▶ TEXTE
....
Entretien avec Marek Halter, propos recueillis par Sarah Cattan

Nous avions rendez-vous lundi. Marek Halter, après m’avoir assuré qu’il allait bien, me parla avec enthousiasme d’une conférence qu’il a donnée en compagnie de Boris Cyrulnik, dans le cadre de « La Forêt des Livres » à Chanceaux-près-Loches, non loin d’Amboise où Léonard de Vinci a passé ses dernières années. 1 200 personnes se sont déplacées pour les écouter ! Des gens anxieux à la recherche de réponses aux questions qu’ils partagent avec la plupart de nos contemporains. Ne vivons-nous pas une époque sans idéologies, sans rêve collectif, sans projets auxquels nous pourrions nous raccrocher ?

Mon invité poursuit : nous étions surpris, Boris Cyrulnik et moi, de voir ces hommes et ces femmes s’installer, par grappes, sur les chaises disposées dans la clairière, en attendant que ces « deux sages » répondent enfin à cette vieille question posée par Pierre à Jésus, sur la route de Damas : « Quo vadis Domine ? », « Où vas-tu, Seigneur ? ».
....
▶ ENREGISTREMENTS FOURNIS
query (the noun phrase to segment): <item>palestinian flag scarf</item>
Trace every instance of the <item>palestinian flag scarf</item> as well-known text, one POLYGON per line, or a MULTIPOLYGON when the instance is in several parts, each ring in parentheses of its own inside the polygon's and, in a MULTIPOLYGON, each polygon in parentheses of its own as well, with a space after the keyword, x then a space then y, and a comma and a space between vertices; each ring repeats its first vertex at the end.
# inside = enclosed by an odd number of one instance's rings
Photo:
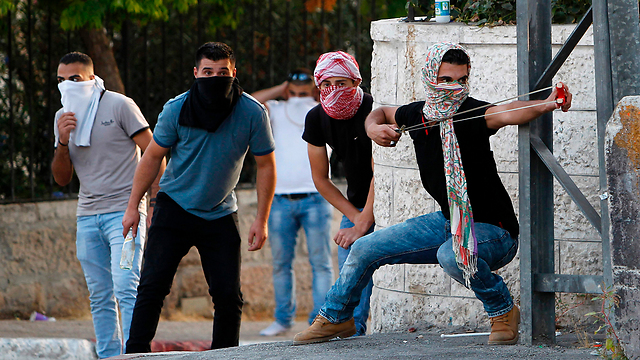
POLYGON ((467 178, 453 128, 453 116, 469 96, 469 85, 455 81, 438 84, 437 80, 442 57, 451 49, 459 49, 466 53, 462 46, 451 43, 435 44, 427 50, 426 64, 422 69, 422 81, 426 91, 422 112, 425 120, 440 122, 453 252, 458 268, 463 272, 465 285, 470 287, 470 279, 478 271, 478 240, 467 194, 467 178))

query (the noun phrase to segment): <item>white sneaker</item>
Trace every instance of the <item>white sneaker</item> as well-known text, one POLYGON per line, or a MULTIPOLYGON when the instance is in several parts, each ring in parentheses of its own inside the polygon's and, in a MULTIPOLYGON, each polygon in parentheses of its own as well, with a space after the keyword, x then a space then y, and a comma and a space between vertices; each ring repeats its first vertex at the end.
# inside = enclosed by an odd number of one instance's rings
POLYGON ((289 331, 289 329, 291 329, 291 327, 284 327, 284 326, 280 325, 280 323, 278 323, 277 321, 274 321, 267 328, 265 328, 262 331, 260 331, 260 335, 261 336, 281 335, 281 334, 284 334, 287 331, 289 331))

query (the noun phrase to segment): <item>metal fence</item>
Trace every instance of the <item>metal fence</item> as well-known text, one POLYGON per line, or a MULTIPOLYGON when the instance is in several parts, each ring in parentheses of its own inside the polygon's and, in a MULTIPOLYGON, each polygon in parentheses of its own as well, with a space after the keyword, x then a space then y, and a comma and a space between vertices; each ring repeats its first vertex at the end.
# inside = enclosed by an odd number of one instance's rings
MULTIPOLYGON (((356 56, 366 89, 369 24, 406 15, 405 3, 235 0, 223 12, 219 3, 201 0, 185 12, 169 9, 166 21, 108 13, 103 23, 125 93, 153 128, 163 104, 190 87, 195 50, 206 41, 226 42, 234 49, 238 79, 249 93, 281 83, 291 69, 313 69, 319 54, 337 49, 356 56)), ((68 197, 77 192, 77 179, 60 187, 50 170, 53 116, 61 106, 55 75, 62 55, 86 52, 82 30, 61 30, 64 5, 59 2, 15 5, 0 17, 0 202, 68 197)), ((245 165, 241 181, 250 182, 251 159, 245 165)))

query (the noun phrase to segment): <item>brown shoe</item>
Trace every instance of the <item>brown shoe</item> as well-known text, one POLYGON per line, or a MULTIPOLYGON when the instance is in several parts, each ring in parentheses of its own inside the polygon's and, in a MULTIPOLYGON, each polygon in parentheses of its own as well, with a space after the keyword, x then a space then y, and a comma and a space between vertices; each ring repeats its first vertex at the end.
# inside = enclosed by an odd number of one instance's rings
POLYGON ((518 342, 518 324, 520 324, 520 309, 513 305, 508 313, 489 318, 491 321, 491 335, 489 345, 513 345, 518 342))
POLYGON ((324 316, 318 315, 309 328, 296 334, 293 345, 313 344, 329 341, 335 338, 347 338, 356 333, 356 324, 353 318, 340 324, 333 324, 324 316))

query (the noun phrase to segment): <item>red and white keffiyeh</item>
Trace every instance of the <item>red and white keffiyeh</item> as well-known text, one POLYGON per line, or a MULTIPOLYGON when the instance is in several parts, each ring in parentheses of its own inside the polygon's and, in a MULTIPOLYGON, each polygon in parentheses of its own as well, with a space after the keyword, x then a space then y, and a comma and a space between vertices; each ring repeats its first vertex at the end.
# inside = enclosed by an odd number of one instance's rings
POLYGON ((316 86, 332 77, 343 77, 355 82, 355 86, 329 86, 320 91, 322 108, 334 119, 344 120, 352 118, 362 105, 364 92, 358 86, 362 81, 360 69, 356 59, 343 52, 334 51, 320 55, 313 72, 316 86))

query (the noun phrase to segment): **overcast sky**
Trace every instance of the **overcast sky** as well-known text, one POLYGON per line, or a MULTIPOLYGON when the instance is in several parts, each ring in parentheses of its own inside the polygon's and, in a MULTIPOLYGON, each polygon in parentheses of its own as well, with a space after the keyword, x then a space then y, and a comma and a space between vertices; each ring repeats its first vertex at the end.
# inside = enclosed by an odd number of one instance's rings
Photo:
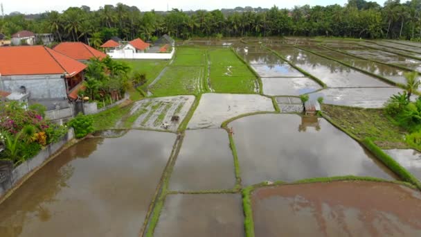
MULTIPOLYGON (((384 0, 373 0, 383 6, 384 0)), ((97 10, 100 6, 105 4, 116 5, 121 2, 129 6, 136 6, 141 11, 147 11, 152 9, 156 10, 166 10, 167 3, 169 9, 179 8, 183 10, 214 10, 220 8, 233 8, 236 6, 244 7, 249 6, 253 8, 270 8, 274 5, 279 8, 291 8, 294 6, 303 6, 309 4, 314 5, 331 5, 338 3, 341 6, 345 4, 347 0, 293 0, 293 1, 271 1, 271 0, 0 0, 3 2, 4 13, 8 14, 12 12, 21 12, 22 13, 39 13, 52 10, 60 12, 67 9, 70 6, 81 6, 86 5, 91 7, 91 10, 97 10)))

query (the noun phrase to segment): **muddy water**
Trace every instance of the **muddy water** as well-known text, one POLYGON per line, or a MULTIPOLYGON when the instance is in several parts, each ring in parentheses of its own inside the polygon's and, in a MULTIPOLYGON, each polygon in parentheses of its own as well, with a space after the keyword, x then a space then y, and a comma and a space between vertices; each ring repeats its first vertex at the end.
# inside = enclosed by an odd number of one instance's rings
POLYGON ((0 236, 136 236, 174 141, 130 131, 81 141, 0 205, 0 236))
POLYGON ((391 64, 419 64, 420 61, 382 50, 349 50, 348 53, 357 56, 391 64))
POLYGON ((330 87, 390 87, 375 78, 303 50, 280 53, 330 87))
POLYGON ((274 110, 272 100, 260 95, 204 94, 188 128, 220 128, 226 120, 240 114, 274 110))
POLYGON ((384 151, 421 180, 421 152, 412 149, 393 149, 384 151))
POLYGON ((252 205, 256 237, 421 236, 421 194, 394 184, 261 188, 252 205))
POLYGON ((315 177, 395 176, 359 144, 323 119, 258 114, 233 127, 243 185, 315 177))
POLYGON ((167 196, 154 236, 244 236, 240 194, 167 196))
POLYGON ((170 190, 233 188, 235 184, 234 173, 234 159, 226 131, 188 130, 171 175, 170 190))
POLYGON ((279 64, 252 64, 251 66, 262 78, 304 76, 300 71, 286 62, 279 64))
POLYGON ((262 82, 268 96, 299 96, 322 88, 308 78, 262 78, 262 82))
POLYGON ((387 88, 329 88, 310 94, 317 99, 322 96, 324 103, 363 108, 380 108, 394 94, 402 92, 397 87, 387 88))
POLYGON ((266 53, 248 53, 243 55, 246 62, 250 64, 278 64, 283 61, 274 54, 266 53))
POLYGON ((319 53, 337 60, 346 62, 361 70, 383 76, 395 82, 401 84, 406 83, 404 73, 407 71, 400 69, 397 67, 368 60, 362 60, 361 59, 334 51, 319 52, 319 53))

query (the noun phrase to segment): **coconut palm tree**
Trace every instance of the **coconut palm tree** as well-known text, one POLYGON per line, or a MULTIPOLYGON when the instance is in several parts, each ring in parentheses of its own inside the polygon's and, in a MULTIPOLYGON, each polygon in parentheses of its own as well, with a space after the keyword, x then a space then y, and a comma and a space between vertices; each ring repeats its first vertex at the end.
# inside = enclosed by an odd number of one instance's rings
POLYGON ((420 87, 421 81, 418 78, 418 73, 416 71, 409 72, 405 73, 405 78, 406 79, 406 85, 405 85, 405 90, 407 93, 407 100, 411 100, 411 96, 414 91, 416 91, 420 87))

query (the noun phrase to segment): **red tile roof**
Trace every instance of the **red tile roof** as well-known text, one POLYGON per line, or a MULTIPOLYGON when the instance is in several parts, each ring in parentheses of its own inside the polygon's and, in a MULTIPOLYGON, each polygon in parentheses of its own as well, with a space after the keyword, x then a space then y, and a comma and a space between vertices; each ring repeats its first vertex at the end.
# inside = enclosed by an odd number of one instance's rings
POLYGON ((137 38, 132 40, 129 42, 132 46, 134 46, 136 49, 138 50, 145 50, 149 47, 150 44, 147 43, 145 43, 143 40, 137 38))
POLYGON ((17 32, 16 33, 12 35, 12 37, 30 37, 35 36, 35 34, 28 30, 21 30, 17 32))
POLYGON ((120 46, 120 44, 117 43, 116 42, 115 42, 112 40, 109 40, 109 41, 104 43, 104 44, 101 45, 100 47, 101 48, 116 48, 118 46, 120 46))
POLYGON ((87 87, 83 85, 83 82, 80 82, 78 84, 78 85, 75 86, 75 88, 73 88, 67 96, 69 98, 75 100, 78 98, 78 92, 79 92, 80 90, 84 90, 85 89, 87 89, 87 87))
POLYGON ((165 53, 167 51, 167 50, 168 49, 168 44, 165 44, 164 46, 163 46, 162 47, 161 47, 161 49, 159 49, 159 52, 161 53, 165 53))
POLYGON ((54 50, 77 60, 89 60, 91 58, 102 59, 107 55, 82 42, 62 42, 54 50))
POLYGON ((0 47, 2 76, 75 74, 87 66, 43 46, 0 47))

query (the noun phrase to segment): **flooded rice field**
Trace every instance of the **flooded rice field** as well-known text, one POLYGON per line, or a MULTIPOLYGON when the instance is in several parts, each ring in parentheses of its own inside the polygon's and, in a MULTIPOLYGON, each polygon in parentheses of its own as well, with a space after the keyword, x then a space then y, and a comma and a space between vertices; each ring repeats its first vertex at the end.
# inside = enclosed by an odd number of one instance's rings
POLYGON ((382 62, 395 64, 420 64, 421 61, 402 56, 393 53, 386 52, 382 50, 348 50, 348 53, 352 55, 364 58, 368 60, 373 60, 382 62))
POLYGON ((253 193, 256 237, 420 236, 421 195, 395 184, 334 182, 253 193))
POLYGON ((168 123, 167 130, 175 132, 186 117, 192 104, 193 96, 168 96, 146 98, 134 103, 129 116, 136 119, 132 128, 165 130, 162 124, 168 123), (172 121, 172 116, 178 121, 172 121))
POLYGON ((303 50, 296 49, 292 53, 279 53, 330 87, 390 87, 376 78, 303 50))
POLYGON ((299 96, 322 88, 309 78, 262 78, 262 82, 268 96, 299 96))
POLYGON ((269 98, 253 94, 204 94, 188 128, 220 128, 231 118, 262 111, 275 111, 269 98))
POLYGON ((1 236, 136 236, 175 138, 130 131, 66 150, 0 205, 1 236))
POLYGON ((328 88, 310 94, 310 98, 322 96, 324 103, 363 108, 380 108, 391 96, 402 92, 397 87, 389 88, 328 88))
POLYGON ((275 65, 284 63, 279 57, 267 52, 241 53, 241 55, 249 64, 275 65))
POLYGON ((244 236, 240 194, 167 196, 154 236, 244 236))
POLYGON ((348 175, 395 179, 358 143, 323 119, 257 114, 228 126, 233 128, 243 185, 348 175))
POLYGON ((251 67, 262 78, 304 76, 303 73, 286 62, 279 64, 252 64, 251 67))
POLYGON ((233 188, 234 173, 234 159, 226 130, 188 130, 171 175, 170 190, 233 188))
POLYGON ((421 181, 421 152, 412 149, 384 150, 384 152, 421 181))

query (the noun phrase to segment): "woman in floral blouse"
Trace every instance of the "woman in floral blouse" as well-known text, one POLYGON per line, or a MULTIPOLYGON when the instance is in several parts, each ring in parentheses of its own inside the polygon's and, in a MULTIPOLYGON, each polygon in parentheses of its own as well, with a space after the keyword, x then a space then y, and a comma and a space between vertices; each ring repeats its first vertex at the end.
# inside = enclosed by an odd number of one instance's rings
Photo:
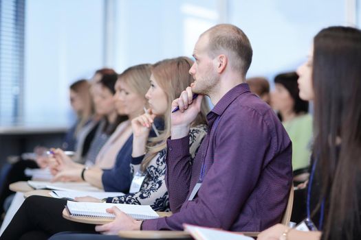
....
▶ TÂCHE À RÉALISER
Réécrivez l'entretien depuis « Nous avions rendez-vous » jusqu'à « pourrions nous raccrocher ? » en remplaçant « lundi » par « mardi ». Les enregistrements n'ont aucun rapport avec l'entretien.

▶ RÉSULTAT
Nous avions rendez-vous mardi. Marek Halter, après m’avoir assuré qu’il allait bien, me parla avec enthousiasme d’une conférence qu’il a donnée en compagnie de Boris Cyrulnik, dans le cadre de « La Forêt des Livres » à Chanceaux-près-Loches, non loin d’Amboise où Léonard de Vinci a passé ses dernières années. 1 200 personnes se sont déplacées pour les écouter ! Des gens anxieux à la recherche de réponses aux questions qu’ils partagent avec la plupart de nos contemporains. Ne vivons-nous pas une époque sans idéologies, sans rêve collectif, sans projets auxquels nous pourrions nous raccrocher ?